• [ACTION ITEM]: Without the images, write out the entries word for word.

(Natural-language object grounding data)
Content starts

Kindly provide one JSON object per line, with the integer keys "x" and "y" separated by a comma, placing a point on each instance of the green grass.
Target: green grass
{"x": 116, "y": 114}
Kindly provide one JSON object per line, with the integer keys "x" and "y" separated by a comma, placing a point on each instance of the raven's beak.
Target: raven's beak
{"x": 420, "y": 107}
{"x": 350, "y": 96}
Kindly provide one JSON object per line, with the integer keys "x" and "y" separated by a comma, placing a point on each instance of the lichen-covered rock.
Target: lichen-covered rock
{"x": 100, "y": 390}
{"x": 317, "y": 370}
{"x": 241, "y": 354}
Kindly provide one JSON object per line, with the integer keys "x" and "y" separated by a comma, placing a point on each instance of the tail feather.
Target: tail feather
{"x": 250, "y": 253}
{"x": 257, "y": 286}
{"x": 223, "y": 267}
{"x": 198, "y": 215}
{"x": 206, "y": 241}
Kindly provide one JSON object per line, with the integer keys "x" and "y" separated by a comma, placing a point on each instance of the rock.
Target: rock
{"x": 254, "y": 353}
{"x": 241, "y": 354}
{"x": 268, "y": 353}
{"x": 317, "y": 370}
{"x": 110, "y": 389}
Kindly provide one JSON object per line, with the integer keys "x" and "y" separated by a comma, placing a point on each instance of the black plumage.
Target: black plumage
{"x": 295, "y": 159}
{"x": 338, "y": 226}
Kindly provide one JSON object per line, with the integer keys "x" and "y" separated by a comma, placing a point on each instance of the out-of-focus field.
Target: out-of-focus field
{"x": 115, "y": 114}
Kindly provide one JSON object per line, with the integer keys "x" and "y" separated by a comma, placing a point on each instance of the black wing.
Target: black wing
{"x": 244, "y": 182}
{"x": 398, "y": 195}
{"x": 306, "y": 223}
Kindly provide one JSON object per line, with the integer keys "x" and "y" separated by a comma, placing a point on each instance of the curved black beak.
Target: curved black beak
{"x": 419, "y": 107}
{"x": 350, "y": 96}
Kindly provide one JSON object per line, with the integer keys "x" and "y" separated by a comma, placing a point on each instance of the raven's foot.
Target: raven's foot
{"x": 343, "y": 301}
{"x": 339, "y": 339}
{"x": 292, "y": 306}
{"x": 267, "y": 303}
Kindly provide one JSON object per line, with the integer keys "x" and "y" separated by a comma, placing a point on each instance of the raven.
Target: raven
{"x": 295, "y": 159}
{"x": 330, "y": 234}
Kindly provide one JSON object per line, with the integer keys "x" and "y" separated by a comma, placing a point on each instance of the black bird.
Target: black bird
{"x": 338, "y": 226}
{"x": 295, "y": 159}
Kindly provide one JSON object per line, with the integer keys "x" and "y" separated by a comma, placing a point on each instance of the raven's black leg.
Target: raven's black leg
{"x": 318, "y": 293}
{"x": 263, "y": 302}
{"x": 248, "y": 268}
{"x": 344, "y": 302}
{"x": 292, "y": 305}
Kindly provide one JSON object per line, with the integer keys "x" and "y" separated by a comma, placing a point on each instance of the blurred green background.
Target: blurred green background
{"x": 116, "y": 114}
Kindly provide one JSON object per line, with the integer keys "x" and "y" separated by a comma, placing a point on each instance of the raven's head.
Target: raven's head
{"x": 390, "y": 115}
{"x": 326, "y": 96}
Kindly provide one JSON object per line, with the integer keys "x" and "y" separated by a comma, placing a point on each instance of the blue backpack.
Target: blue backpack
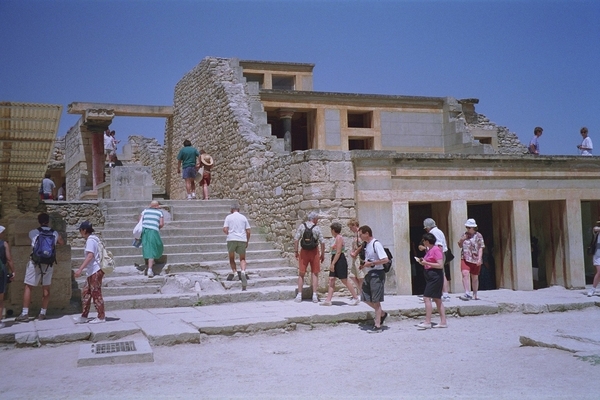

Content ends

• [TASK RESULT]:
Kindly provide one JSON object per line, with the integer keys "x" and "y" separated by a comma, placing a point on each instance of the green grass.
Target: green grass
{"x": 116, "y": 114}
Kindly provide one JSON object per line, with the integer keys "x" and "y" separated by a comma, placing a point on each instance of the raven's beak.
Target: raven's beak
{"x": 420, "y": 107}
{"x": 350, "y": 96}
Kindly provide one JSON object per line, with the integer keys "x" and "y" separated by a comma, placing a point on each instance of the lichen-covered rock.
Target: lichen-covered rock
{"x": 100, "y": 390}
{"x": 317, "y": 370}
{"x": 241, "y": 354}
Kindly provide one JSON object per line, with the integer keys "x" and "y" separated by a comma, placing a point on each instance of the tail feather.
Target: tail feather
{"x": 250, "y": 253}
{"x": 257, "y": 286}
{"x": 223, "y": 267}
{"x": 198, "y": 215}
{"x": 206, "y": 241}
Kindly provide one JSON object per line, with the integer keys "x" and "y" separated by a comma, placing a point on each instance of the rock.
Target: rock
{"x": 254, "y": 353}
{"x": 241, "y": 354}
{"x": 268, "y": 353}
{"x": 317, "y": 370}
{"x": 110, "y": 389}
Kindly provide one JSON object per line, with the integer keys "x" and "y" separated by a comma, placing a point on each instance of the black plumage.
Target: black plumage
{"x": 295, "y": 159}
{"x": 338, "y": 226}
Kindly provide one JSON object per line, with the integer keys "x" and "y" separated by a comma, placing a point on each instance of the out-of-focus field.
Target: out-of-focus field
{"x": 115, "y": 114}
Kindly provide one JSON object per line, with the integer keys "x" and "y" separated by a comma, placing a point on each instance of the black wing.
Target: black wing
{"x": 244, "y": 182}
{"x": 398, "y": 195}
{"x": 306, "y": 223}
Kindly provide one JSON object per line, with the integer keys "x" and "y" separated by a comma, placing a point on each instance of the curved black beak.
Target: curved black beak
{"x": 419, "y": 107}
{"x": 350, "y": 96}
Kindly provide one JSON object per line, with the integer keys "x" and "y" separated by a comma, placing a point on each instance of the raven's foot.
Target: raven's foot
{"x": 343, "y": 301}
{"x": 339, "y": 339}
{"x": 292, "y": 306}
{"x": 267, "y": 303}
Kindly provide one JSON object per line, with the integer keys "x" and "y" separated by a comma, placing a point on each instance of the raven.
Target: raven
{"x": 295, "y": 159}
{"x": 330, "y": 234}
Kindly provide one JSON object per line, with the integer keys "x" and "y" separated by a comma, placing a point on each instance of the black bird.
Target: black bird
{"x": 338, "y": 226}
{"x": 295, "y": 159}
Kindly provide one JSON object per line, with the integer keys "x" and "y" separated by a comma, placing a point on each instance of the raven's black leg.
Target: raven's black leg
{"x": 318, "y": 293}
{"x": 263, "y": 302}
{"x": 248, "y": 268}
{"x": 344, "y": 302}
{"x": 292, "y": 305}
Kindly provide one JSON object per line, with the integer keys "x" and "y" separated by a comma, placing a point on each instance of the blurred green background.
Target: blurred green background
{"x": 116, "y": 114}
Kindly provide one JSON object per line, with the integer keys "x" and "y" separated by a comma, placing a point on each instance of the raven's head.
Target: raven's head
{"x": 390, "y": 115}
{"x": 326, "y": 96}
Kindly provide one JSON object per line, with the integer keys "x" and "y" separated by a comma, placing a point on each instance of the blue backpack.
Target: blue backpack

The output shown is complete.